WHAT THE EXERCISE ASKS –
List every line in the data below that contains the word "football". Case counts.
Start of DATA LISTING
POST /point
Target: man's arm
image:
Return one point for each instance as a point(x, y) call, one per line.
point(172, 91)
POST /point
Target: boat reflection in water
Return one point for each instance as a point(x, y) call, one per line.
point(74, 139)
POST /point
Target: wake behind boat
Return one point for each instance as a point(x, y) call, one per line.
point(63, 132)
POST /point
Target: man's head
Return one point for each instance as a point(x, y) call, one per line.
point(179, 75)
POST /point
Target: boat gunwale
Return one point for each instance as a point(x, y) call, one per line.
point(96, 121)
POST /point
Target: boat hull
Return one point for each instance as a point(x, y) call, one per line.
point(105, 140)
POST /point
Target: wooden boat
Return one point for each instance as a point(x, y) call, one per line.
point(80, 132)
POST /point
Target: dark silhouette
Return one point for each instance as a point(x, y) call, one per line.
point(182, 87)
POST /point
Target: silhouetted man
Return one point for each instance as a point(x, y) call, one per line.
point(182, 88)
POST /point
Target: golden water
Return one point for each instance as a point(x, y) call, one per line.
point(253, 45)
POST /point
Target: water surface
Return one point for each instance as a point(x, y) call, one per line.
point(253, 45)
End of DATA LISTING
Start of DATA LISTING
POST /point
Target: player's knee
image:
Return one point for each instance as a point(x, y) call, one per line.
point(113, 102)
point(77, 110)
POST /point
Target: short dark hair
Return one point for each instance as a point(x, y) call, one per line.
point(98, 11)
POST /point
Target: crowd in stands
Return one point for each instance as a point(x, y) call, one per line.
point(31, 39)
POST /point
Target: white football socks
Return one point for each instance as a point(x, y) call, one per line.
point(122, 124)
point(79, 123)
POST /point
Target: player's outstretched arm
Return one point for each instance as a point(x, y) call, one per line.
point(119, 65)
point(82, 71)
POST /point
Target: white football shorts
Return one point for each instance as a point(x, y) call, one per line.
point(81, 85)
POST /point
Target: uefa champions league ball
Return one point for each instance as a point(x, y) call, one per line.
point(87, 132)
End of DATA LISTING
EXERCISE SOLUTION –
Target: white football socks
Target: white football shorts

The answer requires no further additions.